• _TEXT TO READ_:
───

Business hours are generally Monday to Friday 9am to 5pm, though private companies often close much later in the evening and may also open on Saturday mornings. Department stores and bigger shops tend to open around 10am and shut at 7pm or 8pm, with no break for lunch. Local shops, however, will generally stay open later, while many convenience stores are open 24 hours. Most shops will take one day off a week, not necessarily on a Sunday.

Banks open on weekdays from 9am to 3pm, and close on Saturdays, Sundays and national holidays. Post offices tend to work 9am to 5pm on weekdays, closing at weekends and also on national holidays, though a few open on Saturdays from 9am to 3pm. Central post offices, on the other hand, stay open till 7pm in the evening, open on Saturdays from 9am to 5pm and on Sundays and holidays from 9am to 12.30pm. Larger offices are also likely to operate an after-hours service for parcels and express mail, sometimes up to 24 hours at major post offices.

───

A run of records
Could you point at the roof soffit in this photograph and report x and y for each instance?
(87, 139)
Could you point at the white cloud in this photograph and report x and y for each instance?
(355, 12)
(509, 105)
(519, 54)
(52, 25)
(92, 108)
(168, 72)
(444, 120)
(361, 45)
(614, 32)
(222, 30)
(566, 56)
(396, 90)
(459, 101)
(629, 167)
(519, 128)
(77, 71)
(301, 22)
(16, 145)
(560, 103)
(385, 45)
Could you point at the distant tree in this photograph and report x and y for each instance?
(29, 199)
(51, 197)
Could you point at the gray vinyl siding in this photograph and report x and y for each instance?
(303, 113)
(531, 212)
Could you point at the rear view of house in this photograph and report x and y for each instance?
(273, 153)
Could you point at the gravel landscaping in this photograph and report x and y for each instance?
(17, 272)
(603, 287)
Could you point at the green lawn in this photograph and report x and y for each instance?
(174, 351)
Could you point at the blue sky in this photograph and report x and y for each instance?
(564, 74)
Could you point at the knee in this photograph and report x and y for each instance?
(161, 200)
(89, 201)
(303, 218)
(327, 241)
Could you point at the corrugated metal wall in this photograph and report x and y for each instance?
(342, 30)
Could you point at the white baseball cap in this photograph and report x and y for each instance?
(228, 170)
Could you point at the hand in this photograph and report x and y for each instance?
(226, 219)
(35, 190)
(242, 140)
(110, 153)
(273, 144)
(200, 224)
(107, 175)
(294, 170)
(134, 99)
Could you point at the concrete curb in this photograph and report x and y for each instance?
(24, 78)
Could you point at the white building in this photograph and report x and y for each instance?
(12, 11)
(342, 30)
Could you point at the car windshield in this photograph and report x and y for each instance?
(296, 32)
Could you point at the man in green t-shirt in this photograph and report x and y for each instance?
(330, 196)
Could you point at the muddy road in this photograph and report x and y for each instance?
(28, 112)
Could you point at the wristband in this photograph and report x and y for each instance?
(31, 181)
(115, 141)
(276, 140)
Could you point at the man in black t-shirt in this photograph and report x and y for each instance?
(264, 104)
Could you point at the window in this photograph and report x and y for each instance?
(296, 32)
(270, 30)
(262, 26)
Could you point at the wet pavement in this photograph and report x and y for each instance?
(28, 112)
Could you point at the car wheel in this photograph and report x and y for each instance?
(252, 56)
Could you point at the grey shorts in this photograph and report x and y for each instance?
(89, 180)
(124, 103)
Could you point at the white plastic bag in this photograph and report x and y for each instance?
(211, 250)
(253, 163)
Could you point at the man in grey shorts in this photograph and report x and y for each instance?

───

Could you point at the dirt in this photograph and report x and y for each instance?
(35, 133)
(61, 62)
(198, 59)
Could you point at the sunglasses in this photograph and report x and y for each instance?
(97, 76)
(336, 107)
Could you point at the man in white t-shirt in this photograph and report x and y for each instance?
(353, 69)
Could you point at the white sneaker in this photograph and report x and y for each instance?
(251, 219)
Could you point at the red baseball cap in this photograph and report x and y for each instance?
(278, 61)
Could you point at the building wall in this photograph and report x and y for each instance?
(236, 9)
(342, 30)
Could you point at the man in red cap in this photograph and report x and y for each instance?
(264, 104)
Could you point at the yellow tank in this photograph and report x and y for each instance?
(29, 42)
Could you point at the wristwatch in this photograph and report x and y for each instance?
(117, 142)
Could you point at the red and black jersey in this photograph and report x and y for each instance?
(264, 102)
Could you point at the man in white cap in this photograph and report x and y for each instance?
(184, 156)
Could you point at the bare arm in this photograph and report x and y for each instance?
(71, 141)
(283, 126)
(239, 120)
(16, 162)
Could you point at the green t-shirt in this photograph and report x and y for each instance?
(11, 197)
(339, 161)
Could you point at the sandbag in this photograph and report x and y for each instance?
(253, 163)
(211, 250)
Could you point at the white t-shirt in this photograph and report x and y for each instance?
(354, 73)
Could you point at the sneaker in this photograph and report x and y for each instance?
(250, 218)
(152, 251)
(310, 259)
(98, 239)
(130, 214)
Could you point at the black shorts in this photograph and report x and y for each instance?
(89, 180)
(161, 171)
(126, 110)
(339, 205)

───

• _GIVEN INSTRUCTION A_: In the text on opening hours, until what time in the evening do central post offices stay open?
• _GIVEN INSTRUCTION B_: Repeat the passage of the text on opening hours between "Business hours are" and "on a Sunday.", inclusive.
The records stand apart from the text and are separate material.

• _COMPLETE OUTPUT A_: Central post offices stay open till 7pm.

• _COMPLETE OUTPUT B_:
Business hours are generally Monday to Friday 9am to 5pm, though private companies often close much later in the evening and may also open on Saturday mornings. Department stores and bigger shops tend to open around 10am and shut at 7pm or 8pm, with no break for lunch. Local shops, however, will generally stay open later, while many convenience stores are open 24 hours. Most shops will take one day off a week, not necessarily on a Sunday.